Using the information:
• A. Reproduce the incontinence discussion between "I spent 88days" and "very at ease.", inclusive, substituting "staff" for "nurses" wherever it occurs.
• B. Write the next portion of the incontinence discussion, picking up after its final sentence.
##### Selected text #####
I spent 88days in the hospital and inpatient rehabilitation due to a stroke. I have an artificial sphincter but was really not able to use it due to the paralysis. I explained to the nurses that I could open it when necessary and empty into the hospital provided Depends. I would usually need to call the nursing station 3 times during the night and request a change. The nurses and assistants were so understanding and willing to help. They made me feel very at ease.
 
I agree, very well said. I wish I could be as brave. I wear diapers most of the time, but have tried wearing traditional basic briefs at home. Most of the time, however, it's not been very successful. I have had numerous heart related tests since my prostatectomy, and have thought maybe I can go to these appointments not protected. I do come to my senses, and always wear a diaper. Nothing has ever been said by any of the nurses or doctors, but I still feel somewhat embarrassed and ashamed. My wife tells me that I don't need the added stress of the possibility of having an accident, and to not worry about being seen in a diaper. It's pretty hard to get passed these feelings.
 
My problems aren’t as severe as many of you. I wear depends 24/7 and prefer the possible detection to the embarrassment of having leakage on someone’s sofa or showing on my clothes. I feel wearing the diaper/pull ups as an indication I am dealing with the problem successfully.
##### Data extract #####
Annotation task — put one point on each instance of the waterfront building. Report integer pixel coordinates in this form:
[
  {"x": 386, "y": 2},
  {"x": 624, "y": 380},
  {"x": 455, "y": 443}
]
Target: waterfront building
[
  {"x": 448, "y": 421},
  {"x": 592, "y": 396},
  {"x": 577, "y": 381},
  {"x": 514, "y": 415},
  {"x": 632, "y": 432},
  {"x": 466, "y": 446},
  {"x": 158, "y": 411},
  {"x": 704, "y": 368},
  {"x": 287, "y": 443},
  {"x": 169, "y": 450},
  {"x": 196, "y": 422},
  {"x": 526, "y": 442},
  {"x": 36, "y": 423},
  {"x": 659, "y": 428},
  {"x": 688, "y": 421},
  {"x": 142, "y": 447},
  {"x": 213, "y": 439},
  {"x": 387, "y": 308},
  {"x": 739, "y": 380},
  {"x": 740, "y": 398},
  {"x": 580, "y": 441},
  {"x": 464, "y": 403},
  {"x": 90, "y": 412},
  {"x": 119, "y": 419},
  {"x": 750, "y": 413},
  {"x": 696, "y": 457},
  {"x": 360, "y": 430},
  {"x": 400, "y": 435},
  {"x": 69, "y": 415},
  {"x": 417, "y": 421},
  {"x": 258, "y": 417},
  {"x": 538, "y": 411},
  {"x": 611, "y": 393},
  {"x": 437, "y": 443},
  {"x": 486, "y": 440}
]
#####
Answer section:
• A.
I spent 88days in the hospital and inpatient rehabilitation due to a stroke. I have an artificial sphincter but was really not able to use it due to the paralysis. I explained to the staff that I could open it when necessary and empty into the hospital provided Depends. I would usually need to call the nursing station 3 times during the night and request a change. The staff and assistants were so understanding and willing to help. They made me feel very at ease.

• B.
 
Hi Damp, it took me all of these 14 years to sort of come to terms with it. It’s easier today than years ago but I too still have times of embarrassment but that’s going to happen in life no matter if they see your underwear or a diaper!!
 
Im so glad you are alright now !! This was a great anecdote to help us all understand the unimportance of diapers to the medical community and the importance of the people who care for you.
 
It is pretty funny though, i think a lot of people are wearing less than attractive outfit day or night when bad things happen to anyone the first thought is WHY did i throw on THIS old thing???
I used to sleep fully dressed on my sofa in order to fly over to my mothers placce in the middle of the night but i fear that disshevelled hair no make up snd bleary eyes i just looked like an old drunk or drug addict to the nice clean cut medics at 3am.
 
Oh my gosh maymay you are truly a god send to us!!!! Your humor and look on life is so awesome!! Thank you for being you!!!!!
 
I have found the medical folks at hospitals have been through this and are very understanding. My prostate cancer came back and I need radiation on my hip. I leak and wear a pullup. for the treatment I have to remove all underware. the folks have been just great. Totally understanding.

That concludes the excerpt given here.